— What to work on —
Take the data and return it in full. Change nothing.

+ + +

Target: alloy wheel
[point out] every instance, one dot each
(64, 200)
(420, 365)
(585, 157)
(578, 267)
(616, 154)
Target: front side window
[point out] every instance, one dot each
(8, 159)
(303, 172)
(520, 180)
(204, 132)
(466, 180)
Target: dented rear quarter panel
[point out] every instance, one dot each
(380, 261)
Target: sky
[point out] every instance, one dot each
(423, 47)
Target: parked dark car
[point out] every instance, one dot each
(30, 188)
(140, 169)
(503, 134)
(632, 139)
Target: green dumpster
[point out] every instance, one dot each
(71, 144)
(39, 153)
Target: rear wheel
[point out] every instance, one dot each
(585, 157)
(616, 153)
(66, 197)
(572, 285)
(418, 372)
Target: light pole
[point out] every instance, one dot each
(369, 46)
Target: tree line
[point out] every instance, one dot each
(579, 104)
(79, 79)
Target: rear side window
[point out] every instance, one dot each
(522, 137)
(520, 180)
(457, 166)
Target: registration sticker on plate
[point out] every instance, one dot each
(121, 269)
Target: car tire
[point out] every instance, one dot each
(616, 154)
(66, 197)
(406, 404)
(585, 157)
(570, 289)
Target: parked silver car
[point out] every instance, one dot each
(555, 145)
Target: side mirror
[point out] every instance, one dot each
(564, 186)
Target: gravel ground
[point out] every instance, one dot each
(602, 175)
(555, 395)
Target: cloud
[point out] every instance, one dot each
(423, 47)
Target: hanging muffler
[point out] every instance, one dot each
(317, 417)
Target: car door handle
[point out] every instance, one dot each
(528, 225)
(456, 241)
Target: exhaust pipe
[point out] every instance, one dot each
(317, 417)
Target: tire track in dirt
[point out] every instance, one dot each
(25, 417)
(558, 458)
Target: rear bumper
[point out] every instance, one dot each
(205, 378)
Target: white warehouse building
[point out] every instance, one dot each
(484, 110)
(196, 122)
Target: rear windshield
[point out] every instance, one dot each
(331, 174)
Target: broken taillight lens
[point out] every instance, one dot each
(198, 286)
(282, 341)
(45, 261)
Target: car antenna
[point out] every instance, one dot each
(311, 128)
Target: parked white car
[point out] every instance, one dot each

+ + +

— Result of this task —
Target: alloy wheel
[point out] every instance, one dot each
(64, 200)
(420, 365)
(585, 157)
(578, 267)
(616, 154)
Target: front side window
[point out] every instance, one dot each
(8, 159)
(303, 172)
(520, 180)
(204, 132)
(466, 180)
Target: dented rear quarter panel
[point out] every instance, one dot each
(380, 261)
Target: sky
[point out] every instance, one dot each
(423, 47)
Target: parked dark car
[point out] every instance, one dot each
(30, 188)
(140, 169)
(503, 134)
(632, 139)
Target: green dumpster
[point out] every instance, one dot each
(71, 144)
(39, 153)
Target: rear wheel
[point out] every instance, one dot each
(585, 157)
(616, 153)
(66, 197)
(572, 285)
(418, 372)
Target: light pole
[point out] every instance, one dot each
(369, 46)
Target: tree line
[point out] every instance, one dot each
(579, 104)
(79, 79)
Target: rear side window
[point out] every instance, one dot each
(522, 137)
(520, 180)
(457, 166)
Target: registration sticker on plate
[point out] every instance, one dot each
(121, 269)
Target: car tire
[point out] every instance, one dot each
(616, 154)
(66, 197)
(406, 404)
(585, 157)
(570, 289)
Target: parked silver car
[point out] every instance, one dot each
(555, 145)
Target: side mirror
[point out] every instance, one dot each
(564, 186)
Target: gravel ground
[point out] every instance, one dot each
(602, 175)
(555, 395)
Target: cloud
[point out] every instance, one dot each
(423, 47)
Target: hanging muffler
[point out] every instance, one dot each
(317, 417)
Target: car door handle
[point out] every instance, one dot each
(528, 225)
(456, 241)
Target: exhaust pipe
[point out] every instance, one dot each
(317, 417)
Target: tire track in dirt
[point out] every instance, one dot each
(25, 417)
(558, 458)
Target: rear bumper
[point out] every instance, one dot each
(205, 378)
Target: white warehouse building
[point out] every instance, one dot each
(484, 110)
(196, 122)
Target: rear windshield
[point out] every instance, one dot each
(331, 174)
Target: broken taillight lens
[point out] every instance, one dot each
(198, 286)
(282, 341)
(45, 261)
Target: car antenna
[point out] every instance, one dot each
(311, 128)
Target: parked white car
[point out] every instance, one dot each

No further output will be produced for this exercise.